(Your assignment) Identify all lines below that hold "window" and collect them.
──────── Input material ────────
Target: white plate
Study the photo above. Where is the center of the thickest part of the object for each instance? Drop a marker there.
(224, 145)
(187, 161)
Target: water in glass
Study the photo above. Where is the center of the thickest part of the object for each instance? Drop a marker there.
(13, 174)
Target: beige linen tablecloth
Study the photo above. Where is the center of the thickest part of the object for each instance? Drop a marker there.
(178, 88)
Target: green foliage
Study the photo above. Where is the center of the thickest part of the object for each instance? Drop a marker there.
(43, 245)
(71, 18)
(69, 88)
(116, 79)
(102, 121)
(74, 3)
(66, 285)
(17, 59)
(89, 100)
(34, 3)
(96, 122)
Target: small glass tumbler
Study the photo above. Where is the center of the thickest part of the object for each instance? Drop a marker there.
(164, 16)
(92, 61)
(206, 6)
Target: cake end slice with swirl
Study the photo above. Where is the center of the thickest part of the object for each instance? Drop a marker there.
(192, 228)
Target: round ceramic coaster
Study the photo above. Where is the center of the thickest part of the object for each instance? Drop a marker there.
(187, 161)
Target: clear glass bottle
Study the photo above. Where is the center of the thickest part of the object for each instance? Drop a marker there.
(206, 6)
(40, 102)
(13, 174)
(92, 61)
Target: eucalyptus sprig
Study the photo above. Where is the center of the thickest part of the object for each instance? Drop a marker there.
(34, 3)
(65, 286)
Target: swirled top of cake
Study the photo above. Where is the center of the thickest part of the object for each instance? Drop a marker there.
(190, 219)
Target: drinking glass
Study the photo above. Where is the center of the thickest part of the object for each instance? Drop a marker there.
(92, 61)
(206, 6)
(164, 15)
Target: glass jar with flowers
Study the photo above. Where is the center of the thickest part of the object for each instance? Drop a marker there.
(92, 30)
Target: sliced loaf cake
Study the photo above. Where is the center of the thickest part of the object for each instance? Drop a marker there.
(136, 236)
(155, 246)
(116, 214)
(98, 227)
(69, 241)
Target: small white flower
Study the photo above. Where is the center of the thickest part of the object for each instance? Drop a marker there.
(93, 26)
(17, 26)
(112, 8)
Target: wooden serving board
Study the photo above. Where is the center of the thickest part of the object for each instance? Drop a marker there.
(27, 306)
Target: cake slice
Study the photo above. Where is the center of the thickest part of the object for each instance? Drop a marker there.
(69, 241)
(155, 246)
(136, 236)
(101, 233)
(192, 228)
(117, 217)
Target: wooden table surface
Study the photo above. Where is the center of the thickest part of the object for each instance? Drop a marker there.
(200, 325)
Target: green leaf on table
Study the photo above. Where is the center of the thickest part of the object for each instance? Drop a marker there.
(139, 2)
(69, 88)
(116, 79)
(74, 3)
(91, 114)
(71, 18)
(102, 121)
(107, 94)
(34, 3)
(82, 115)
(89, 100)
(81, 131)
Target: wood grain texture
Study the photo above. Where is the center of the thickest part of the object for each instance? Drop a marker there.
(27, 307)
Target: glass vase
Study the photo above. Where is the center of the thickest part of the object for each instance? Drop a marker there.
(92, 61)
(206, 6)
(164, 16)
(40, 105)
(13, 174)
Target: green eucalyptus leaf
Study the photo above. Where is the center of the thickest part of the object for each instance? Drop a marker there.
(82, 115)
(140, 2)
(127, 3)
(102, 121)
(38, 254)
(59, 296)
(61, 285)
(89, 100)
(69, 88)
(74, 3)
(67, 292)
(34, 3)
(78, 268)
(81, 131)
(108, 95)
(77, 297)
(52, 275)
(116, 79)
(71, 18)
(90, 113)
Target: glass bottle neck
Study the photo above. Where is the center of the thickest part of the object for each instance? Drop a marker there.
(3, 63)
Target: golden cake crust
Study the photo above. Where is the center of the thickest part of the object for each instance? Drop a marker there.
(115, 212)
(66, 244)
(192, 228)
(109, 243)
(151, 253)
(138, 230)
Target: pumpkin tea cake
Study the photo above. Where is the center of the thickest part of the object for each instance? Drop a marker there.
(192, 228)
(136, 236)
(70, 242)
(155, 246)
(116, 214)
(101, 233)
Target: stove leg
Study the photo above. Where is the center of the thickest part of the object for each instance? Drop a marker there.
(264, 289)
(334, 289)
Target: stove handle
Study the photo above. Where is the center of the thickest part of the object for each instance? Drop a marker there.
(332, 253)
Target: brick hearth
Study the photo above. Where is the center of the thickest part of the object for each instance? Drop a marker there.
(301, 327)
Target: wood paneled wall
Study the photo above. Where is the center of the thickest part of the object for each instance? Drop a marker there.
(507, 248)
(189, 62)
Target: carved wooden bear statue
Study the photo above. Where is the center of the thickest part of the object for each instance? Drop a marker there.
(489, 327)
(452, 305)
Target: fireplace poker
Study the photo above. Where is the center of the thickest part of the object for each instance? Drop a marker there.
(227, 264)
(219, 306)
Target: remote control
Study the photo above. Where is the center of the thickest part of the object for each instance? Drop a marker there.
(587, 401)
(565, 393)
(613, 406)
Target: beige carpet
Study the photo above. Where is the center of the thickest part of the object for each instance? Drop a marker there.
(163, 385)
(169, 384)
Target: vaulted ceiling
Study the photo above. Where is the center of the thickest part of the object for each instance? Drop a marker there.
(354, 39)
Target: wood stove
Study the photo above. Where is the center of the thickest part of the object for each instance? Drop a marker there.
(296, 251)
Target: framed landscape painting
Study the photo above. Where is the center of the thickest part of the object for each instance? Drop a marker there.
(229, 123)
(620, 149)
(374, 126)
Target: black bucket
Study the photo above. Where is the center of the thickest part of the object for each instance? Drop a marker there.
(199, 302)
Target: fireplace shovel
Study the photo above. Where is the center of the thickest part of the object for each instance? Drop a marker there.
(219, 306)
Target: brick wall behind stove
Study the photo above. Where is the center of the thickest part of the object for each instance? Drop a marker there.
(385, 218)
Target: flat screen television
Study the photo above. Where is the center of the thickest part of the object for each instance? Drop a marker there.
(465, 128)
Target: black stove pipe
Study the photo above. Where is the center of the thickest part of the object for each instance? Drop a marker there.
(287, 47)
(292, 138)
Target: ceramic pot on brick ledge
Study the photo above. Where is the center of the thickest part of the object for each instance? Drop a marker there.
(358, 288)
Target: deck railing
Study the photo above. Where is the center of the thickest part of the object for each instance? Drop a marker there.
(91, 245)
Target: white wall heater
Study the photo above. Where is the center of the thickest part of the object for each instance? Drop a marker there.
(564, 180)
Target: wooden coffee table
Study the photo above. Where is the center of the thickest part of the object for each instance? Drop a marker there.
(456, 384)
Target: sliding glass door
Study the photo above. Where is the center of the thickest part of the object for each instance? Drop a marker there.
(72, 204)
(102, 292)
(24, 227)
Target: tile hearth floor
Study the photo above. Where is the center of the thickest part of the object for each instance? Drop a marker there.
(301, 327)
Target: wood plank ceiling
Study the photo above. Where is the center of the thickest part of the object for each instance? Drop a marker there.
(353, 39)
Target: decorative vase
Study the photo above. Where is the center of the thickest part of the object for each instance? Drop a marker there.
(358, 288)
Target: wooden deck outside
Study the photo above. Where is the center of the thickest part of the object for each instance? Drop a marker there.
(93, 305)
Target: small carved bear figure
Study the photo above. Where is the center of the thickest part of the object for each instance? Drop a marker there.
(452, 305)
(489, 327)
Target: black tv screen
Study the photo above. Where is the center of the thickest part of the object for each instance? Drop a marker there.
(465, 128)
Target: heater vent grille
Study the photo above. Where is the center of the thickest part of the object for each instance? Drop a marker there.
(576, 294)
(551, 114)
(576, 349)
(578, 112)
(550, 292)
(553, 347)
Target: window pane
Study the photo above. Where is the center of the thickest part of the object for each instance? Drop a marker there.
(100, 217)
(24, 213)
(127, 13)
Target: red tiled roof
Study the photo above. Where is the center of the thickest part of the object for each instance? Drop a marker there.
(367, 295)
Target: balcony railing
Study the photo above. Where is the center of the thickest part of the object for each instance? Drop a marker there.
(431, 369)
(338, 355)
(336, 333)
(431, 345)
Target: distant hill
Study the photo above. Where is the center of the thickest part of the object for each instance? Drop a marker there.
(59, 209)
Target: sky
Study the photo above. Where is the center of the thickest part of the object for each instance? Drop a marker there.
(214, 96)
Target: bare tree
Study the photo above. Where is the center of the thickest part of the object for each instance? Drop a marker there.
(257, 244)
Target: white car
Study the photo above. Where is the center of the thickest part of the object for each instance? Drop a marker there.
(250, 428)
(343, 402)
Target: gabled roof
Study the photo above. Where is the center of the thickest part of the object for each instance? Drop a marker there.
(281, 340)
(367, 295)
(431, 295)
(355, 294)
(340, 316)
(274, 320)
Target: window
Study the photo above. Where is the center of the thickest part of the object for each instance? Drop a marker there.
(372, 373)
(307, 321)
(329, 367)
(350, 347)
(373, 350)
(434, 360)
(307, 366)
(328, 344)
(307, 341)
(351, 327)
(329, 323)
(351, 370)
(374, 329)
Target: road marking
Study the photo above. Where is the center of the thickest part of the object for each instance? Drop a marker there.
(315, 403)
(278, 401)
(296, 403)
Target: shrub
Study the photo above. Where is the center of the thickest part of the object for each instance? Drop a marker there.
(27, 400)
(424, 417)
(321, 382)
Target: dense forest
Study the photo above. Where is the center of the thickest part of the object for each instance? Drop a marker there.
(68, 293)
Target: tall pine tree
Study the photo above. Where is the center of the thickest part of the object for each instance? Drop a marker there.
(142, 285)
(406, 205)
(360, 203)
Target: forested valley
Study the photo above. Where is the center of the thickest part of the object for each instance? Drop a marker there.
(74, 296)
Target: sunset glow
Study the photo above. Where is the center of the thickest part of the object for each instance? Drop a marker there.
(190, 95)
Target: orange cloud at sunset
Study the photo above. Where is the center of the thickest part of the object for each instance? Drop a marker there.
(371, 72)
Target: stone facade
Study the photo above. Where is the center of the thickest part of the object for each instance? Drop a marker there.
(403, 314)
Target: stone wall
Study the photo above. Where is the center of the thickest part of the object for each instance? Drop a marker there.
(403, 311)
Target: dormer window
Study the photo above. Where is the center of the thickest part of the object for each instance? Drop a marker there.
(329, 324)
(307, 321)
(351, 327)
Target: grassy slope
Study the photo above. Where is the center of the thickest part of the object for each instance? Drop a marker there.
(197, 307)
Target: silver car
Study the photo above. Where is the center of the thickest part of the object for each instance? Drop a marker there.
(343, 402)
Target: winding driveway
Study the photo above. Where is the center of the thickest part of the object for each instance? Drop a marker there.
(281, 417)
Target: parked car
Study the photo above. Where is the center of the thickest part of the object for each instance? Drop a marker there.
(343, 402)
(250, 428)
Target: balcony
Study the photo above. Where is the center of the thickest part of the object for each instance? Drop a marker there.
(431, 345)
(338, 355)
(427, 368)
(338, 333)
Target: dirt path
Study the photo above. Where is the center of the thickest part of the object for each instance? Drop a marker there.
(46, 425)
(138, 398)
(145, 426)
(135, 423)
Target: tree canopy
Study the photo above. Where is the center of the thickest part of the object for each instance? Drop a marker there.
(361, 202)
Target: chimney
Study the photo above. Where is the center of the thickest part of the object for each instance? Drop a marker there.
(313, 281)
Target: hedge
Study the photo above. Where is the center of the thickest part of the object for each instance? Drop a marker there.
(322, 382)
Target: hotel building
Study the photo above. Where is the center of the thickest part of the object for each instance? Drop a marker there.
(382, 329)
────────
(Exercise result)
Target: window pane
Target: window
Target: dormer window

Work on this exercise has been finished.